TEXTE EXTRAIT:
-=-=-
28. Que l’État Camerounais a l’obligation de se conformer, en toutes circonstances, aux dispositions de la Déclaration sur les défenseurs des droits de l’homme, adoptée le 9 décembre 1998 par l’Assemblée générale des Nations Unies, en particulier ses articles 1 et 12.
Eu égard à tout ce qui précède, Mandela Center International :
1. Condamne, avec des termes très durs, la détention arbitraire d’un activiste des droits de l’homme, contrairement aux principes fondamentaux des droits humains, au lendemain d’une parodie de Grand Dialogue National à Yaoundé;
2. Exige, avec fermeté, du Gouvernement camerounais, sa libération immédiate et sans condition ;
3. Demande, avec insistance, au Gouvernement Suisse de faire la lumière sur ses offres de négociations pour un retour à la paix à travers une solution pacifique et un dialogue inclusif pour une paix durable dans le cadre de la crise anglophone au Cameroun;
4. Recommande vivement à la communauté internationale et aux organisations des droits de l’homme d’accentuerla pression sur le régime de Yaoundé pour mettre rapidement un terme à la persécution des défenseurs des droits de l’homme au Cameroun.
-=-=-
DONNÉES ENREGISTRÉES:
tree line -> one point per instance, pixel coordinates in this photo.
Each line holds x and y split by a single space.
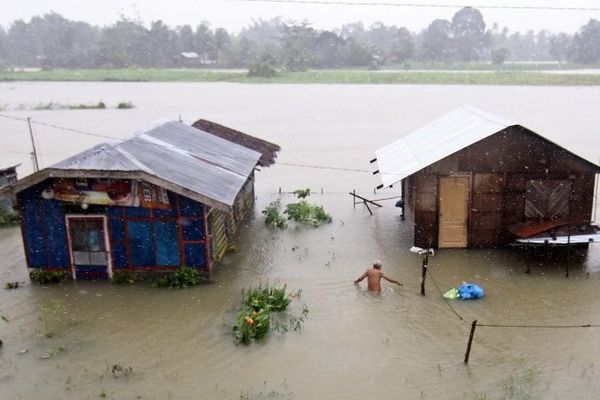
-=-=-
TÂCHES À RÉALISER:
- A) Recopiez, s'il vous plaît, le passage de la déclaration sur le Cameroun allant de « Eu égard à tout » jusqu'à « l’homme au Cameroun. ».
- B) D'après la déclaration sur le Cameroun, pour quelle raison Mandela Center International condamne-t-il la détention de l'activiste ? Répondez en une à trois phrases.

RÉPONSES PAR TÂCHE:
- A)
Eu égard à tout ce qui précède, Mandela Center International :
1. Condamne, avec des termes très durs, la détention arbitraire d’un activiste des droits de l’homme, contrairement aux principes fondamentaux des droits humains, au lendemain d’une parodie de Grand Dialogue National à Yaoundé;
2. Exige, avec fermeté, du Gouvernement camerounais, sa libération immédiate et sans condition ;
3. Demande, avec insistance, au Gouvernement Suisse de faire la lumière sur ses offres de négociations pour un retour à la paix à travers une solution pacifique et un dialogue inclusif pour une paix durable dans le cadre de la crise anglophone au Cameroun;
4. Recommande vivement à la communauté internationale et aux organisations des droits de l’homme d’accentuerla pression sur le régime de Yaoundé pour mettre rapidement un terme à la persécution des défenseurs des droits de l’homme au Cameroun.

- B) La détention d'un activiste des droits de l'homme est arbitraire et va à l'encontre des principes fondamentaux des droits humains. Elle survient de plus au lendemain de ce que la déclaration qualifie de parodie de Grand Dialogue National à Yaoundé.